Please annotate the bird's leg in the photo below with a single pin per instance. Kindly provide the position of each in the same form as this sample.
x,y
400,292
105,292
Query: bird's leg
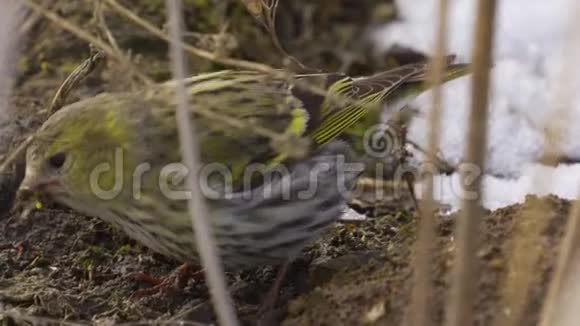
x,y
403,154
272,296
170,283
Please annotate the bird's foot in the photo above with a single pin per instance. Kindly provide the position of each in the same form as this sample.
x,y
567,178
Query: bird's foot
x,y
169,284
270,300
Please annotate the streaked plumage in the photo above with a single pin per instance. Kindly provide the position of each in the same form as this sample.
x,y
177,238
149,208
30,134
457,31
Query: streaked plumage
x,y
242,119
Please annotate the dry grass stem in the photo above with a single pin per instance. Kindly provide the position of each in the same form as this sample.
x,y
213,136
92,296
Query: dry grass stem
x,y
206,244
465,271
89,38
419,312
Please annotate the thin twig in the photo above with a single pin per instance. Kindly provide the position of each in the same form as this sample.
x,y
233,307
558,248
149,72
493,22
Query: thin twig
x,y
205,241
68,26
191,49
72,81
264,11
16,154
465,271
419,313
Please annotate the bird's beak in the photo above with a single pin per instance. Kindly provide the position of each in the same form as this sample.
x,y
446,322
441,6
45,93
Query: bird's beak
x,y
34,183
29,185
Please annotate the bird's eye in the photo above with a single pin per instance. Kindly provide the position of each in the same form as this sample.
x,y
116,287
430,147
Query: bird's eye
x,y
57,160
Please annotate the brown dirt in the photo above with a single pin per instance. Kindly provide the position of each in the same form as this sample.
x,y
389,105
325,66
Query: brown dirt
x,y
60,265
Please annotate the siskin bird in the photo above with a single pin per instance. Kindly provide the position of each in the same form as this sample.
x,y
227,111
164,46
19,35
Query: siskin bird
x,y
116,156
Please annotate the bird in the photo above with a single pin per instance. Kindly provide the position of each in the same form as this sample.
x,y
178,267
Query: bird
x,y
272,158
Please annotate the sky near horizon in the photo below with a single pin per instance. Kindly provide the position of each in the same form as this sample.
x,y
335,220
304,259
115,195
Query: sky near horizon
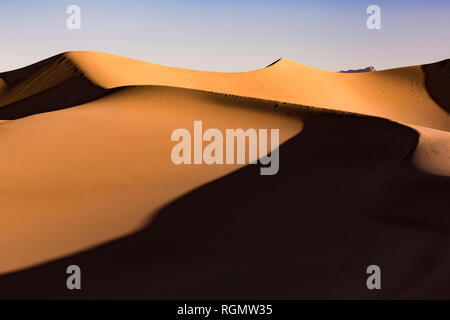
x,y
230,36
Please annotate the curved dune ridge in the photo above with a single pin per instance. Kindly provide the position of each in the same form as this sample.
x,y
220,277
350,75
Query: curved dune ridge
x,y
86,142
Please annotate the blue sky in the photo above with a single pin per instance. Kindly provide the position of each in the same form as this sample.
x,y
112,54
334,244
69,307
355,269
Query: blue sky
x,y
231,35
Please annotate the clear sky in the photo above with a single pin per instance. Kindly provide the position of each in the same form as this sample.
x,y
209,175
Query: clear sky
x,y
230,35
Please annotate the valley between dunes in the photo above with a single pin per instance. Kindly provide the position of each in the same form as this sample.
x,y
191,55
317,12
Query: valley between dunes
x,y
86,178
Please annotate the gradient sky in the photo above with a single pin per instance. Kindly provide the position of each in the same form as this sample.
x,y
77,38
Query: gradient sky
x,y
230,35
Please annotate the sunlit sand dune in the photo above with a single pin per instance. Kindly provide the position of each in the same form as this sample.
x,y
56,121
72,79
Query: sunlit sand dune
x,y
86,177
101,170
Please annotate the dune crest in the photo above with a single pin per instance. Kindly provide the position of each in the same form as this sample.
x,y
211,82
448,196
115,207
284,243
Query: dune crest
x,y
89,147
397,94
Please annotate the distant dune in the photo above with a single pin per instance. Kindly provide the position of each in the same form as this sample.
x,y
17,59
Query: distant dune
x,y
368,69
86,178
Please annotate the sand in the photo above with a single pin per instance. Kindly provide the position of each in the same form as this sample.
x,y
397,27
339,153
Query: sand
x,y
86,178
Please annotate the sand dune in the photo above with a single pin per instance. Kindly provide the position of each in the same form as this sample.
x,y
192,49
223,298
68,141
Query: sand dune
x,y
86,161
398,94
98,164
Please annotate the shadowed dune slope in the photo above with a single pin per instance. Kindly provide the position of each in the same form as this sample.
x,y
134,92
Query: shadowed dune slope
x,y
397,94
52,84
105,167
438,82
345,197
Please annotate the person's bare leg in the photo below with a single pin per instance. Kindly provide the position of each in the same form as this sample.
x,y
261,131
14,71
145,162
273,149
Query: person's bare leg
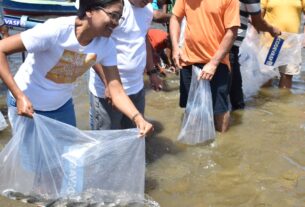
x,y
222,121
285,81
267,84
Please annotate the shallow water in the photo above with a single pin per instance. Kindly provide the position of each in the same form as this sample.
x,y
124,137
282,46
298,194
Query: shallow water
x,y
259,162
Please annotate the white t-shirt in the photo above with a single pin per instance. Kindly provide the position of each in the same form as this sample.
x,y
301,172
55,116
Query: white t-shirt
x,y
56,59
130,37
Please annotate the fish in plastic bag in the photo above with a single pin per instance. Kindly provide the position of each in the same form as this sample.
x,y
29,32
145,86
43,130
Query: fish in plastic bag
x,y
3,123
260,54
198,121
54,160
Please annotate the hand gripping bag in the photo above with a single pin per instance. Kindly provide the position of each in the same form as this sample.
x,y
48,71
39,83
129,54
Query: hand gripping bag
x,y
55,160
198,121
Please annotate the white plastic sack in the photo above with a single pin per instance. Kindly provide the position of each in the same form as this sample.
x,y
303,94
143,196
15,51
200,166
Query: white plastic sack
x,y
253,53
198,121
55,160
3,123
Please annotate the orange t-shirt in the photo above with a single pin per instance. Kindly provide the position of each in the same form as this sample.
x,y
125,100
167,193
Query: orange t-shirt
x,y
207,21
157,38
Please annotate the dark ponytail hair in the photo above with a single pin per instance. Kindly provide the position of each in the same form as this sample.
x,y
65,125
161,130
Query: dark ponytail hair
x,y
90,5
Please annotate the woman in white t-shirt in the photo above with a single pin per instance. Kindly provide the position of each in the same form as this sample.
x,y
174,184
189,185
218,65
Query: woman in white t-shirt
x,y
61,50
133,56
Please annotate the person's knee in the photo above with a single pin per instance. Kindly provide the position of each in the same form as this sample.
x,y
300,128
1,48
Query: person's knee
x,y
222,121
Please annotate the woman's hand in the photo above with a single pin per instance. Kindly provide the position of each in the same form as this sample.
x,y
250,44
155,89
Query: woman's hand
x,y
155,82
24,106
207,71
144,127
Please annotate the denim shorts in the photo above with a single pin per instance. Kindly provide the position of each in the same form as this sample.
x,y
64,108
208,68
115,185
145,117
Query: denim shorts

Required work: Locate the word "shorts" in the records above, and return each line that has it.

Solved problem:
Please annotate the denim shorts in the photo above with a single pin per instance. Kindly provide the position of each in the same form as this sample.
Query: denim shorts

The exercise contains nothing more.